0226983358_Virus

(Ann) #1

As scientists discovered endogenous retroviruses in other species, they naturally wondered about
our own DNA. After all, we suffer infections from many retroviruses. Virologists tried coaxing
endogenous retroviruses out of human cells without any luck. But when they scanned the human
genome, they found many segments of DNA that bore a striking resemblance to retroviruses. Many of
those segments resembled retrovirus-like segments in apes and monkeys, suggesting that they had
infected our ancestors thirty million years ago or more. But some of the retrovirus-like segments in
the human genome had no counterparts in any other species. It was possible that the segments unique
to humans started out as retroviruses that infected our ancestors a million years ago.


To test this idea, Thierry Heidmann, a researcher at the Gustave Roussy Institute in Villejuif,
France, tried to bring a human endogenous retrovirus back to life. Searching through the genomes of
different people, he and his colleagues found slightly different versions of one retrovirus-like
segment. These differences presumably arose after a retrovirus became trapped in the genomes of
ancient humans. In their descendants, mutations struck different parts of the virus’s DNA.


Heidmann and his colleagues compared the variants of the virus-like sequence. It was as if they
found four copies of a play by Shakespeare, each transcribed by a slightly careless clerk. Each clerk
might make his own set of mistakes. Each copy might have a different version of the same word—say,
wheregore, sherefore, whorefore, wherefrom. By comparing all four versions, an historian could
figure out that the original word was wherefore.

*****

PROBLEM DESCRIPTION - Quote word for word the section of the passage on endogenous retroviruses that starts with the words "To test this" and ends with "the virus’s DNA.".

DATASET EXCERPT -
*****

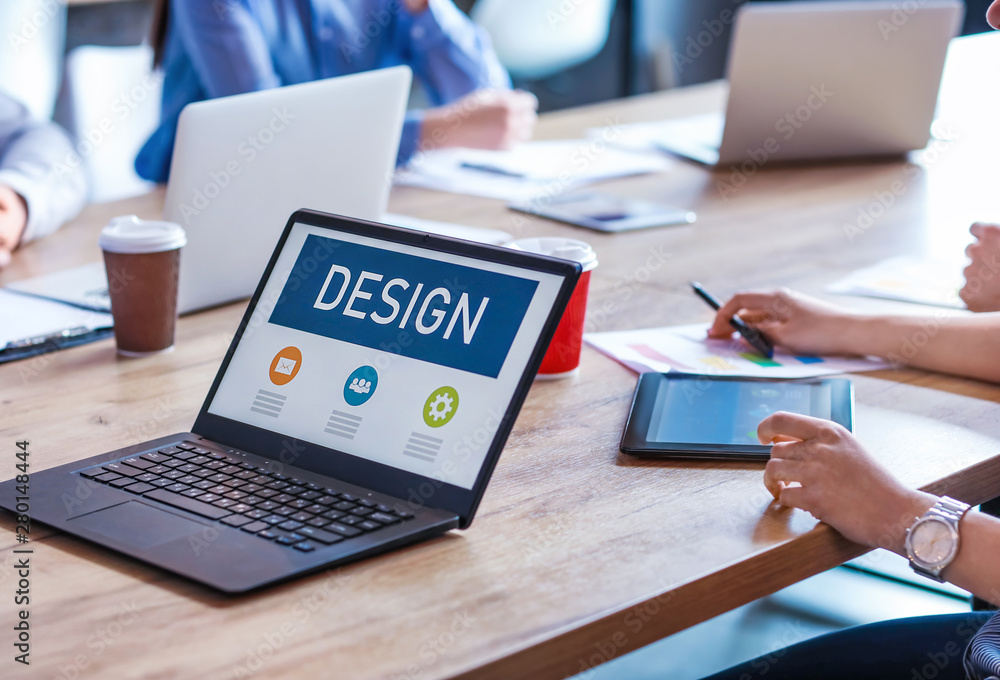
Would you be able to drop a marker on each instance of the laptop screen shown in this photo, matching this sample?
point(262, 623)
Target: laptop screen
point(393, 353)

*****

RESULT FOR THIS TASK -
To test this idea, Thierry Heidmann, a researcher at the Gustave Roussy Institute in Villejuif,
France, tried to bring a human endogenous retrovirus back to life. Searching through the genomes of
different people, he and his colleagues found slightly different versions of one retrovirus-like
segment. These differences presumably arose after a retrovirus became trapped in the genomes of
ancient humans. In their descendants, mutations struck different parts of the virus’s DNA.